### WHAT TO PRODUCE
Convert the entries below, everything from the line containing "written like (317,282)." down to the end of the entries, into a two-column CSV with columns named text and answer. Use one row per entry, put each field in quotes, and replace line breaks with spaces.

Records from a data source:
━━━
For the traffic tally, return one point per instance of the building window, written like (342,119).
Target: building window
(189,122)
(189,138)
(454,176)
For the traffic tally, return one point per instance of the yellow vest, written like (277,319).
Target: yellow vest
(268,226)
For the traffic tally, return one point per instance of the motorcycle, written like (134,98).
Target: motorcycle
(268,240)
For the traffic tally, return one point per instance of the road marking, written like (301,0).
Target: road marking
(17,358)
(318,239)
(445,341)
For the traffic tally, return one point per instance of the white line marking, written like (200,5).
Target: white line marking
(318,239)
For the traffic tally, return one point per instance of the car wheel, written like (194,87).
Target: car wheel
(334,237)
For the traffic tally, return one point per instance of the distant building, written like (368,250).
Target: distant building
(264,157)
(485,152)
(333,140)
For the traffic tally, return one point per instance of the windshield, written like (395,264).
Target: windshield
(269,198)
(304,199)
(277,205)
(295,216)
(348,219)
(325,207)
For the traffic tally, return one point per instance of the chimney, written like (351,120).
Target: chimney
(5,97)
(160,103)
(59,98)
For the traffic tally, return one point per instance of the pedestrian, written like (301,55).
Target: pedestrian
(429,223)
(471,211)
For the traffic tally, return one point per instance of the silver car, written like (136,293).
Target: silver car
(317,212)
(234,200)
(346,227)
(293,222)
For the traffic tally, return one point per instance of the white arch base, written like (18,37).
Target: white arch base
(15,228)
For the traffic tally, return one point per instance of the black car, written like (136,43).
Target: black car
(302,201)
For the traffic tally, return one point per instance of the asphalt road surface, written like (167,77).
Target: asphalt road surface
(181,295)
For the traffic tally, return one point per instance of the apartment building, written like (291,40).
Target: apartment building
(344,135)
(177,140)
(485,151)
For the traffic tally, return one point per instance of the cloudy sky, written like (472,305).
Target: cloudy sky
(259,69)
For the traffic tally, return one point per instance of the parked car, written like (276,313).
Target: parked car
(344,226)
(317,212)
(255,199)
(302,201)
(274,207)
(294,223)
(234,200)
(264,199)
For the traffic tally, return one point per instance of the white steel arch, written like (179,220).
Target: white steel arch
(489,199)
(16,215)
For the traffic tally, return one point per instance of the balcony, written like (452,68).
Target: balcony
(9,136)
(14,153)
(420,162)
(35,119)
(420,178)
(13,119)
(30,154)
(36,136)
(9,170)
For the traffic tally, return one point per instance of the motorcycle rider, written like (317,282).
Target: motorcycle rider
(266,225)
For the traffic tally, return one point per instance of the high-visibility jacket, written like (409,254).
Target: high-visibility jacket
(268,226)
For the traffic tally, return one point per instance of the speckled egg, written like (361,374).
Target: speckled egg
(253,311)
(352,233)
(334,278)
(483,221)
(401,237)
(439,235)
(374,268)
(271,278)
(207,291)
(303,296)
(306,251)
━━━
### RESULT OF THIS EXERCISE
text,answer
"For the traffic tally, return one point per instance of the motorcycle rider, written like (317,282). Target: motorcycle rider","(266,225)"
"For the traffic tally, return one point per instance of the high-visibility jacket, written like (409,254). Target: high-visibility jacket","(268,226)"
"For the traffic tally, return one point per instance of the speckled egg, written like (361,374). Target: speckled egg","(253,311) (352,233) (334,278) (483,221) (401,237) (439,235) (374,268) (271,278) (207,291) (303,296) (306,251)"